[Recorded information]
========
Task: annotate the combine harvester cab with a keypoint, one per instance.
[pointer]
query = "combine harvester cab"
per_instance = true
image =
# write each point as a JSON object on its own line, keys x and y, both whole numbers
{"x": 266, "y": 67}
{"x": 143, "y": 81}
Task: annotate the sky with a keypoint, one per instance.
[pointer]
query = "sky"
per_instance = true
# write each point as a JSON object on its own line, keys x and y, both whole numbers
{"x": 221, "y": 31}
========
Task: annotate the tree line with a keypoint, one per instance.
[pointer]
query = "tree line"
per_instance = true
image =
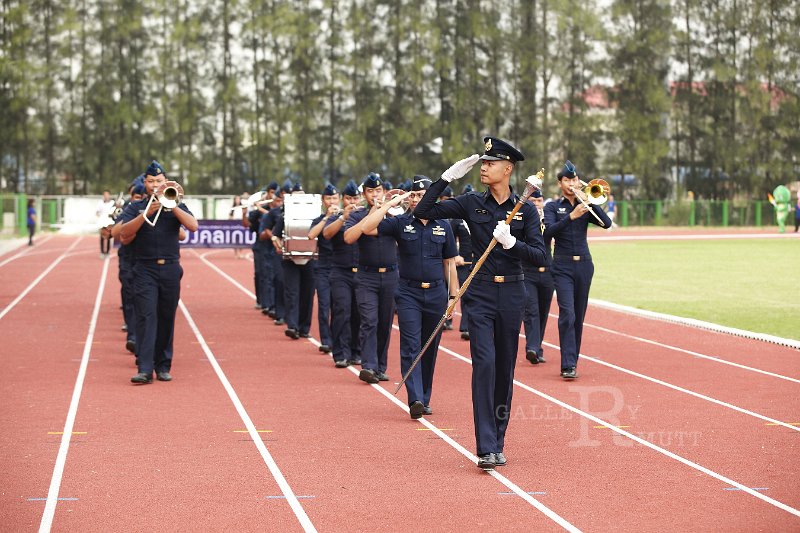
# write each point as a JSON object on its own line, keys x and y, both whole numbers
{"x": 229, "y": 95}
========
[Exercise brief] Which lines in the data above contain the string "query"? Gather every one of them, and treat uppercase and lowercase as different.

[Correct result]
query = "combine harvester cab"
query = "sky"
query = "tree line"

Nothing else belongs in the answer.